▽

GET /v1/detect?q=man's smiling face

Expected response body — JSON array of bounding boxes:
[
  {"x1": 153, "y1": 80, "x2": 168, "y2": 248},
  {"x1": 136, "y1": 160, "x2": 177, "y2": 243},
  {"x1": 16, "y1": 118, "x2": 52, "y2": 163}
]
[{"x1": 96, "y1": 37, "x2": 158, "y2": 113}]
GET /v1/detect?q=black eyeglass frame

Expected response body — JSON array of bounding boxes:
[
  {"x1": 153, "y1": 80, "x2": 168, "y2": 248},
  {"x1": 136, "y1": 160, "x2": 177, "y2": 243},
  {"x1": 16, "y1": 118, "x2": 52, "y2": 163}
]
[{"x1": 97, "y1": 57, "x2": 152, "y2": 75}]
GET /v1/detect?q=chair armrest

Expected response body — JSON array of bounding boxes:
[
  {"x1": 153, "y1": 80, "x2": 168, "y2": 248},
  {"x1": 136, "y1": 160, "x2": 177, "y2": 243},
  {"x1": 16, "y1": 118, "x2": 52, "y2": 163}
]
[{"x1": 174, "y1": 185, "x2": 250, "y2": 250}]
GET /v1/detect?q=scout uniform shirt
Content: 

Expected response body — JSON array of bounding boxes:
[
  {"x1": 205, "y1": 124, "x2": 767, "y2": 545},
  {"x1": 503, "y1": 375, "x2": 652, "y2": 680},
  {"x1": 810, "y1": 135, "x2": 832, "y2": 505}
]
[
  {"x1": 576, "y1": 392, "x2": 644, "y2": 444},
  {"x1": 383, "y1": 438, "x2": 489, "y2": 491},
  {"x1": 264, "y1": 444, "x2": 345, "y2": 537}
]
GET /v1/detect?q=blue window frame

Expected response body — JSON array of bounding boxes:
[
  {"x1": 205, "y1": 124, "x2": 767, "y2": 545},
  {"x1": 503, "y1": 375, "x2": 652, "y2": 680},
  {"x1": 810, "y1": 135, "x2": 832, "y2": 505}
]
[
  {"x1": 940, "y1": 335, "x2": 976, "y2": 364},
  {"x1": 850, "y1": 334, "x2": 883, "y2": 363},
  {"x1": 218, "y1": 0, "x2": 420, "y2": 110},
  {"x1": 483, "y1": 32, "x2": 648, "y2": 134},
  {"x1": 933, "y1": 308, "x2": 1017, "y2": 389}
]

△
▽

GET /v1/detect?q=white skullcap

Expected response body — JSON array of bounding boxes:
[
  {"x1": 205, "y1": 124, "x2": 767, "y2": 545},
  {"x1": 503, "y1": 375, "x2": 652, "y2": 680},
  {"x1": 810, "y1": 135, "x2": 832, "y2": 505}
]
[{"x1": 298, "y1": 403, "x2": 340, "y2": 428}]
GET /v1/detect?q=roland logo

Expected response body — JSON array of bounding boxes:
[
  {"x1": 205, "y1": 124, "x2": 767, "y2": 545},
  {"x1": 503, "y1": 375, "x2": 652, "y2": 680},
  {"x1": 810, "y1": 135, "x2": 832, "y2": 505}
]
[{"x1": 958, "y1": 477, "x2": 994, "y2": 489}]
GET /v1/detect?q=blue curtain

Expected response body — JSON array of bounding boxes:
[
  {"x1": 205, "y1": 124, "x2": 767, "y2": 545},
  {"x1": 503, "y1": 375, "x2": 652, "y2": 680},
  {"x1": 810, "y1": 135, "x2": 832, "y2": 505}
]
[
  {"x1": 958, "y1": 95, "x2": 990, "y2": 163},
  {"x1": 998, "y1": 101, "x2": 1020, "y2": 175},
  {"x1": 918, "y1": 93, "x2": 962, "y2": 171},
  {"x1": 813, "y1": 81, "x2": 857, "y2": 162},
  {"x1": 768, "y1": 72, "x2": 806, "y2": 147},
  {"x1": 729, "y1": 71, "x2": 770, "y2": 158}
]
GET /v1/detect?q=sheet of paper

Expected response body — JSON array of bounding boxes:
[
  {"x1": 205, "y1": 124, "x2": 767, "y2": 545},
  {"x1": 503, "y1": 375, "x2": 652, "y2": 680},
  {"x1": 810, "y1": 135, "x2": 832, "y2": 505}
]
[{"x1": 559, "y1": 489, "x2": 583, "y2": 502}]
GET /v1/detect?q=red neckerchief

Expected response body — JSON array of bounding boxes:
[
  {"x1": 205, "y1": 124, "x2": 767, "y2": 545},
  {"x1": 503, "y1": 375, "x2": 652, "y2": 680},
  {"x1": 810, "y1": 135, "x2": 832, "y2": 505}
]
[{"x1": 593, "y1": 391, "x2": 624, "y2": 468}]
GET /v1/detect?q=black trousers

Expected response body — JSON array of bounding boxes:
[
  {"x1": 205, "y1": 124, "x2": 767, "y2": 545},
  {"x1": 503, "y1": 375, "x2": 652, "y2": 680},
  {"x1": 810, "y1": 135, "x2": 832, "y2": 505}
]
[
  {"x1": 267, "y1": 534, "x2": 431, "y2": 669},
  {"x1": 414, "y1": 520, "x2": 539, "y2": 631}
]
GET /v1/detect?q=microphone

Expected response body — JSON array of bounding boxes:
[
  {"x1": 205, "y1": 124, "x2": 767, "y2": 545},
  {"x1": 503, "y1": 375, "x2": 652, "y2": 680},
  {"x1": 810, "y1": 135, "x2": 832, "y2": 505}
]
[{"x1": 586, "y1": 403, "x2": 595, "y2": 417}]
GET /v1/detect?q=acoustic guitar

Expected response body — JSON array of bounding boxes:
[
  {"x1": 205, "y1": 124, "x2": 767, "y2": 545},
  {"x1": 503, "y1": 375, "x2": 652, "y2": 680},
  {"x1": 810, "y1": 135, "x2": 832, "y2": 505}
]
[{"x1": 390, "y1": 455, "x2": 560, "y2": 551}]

△
▽

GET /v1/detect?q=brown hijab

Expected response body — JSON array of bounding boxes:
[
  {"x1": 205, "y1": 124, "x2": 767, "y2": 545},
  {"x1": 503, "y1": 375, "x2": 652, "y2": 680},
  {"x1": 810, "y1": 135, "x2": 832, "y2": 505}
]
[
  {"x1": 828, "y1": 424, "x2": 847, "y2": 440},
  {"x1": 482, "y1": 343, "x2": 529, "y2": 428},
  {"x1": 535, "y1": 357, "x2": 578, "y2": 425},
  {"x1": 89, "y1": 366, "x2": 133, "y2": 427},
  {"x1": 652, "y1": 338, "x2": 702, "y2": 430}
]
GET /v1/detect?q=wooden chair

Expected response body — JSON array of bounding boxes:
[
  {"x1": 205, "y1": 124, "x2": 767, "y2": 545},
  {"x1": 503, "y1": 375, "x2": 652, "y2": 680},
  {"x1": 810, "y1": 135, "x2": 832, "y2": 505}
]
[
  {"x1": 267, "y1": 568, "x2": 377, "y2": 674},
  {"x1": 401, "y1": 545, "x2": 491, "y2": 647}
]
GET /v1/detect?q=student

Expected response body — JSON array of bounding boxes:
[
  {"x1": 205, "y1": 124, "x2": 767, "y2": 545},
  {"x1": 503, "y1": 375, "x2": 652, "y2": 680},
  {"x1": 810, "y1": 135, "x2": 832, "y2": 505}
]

△

## [What you need to do]
Would you copy every line of the entries in which "chair" appears?

## [Answer to the exercise]
GET /v1/detect?q=chair armrest
GET /v1/detect?q=wooden chair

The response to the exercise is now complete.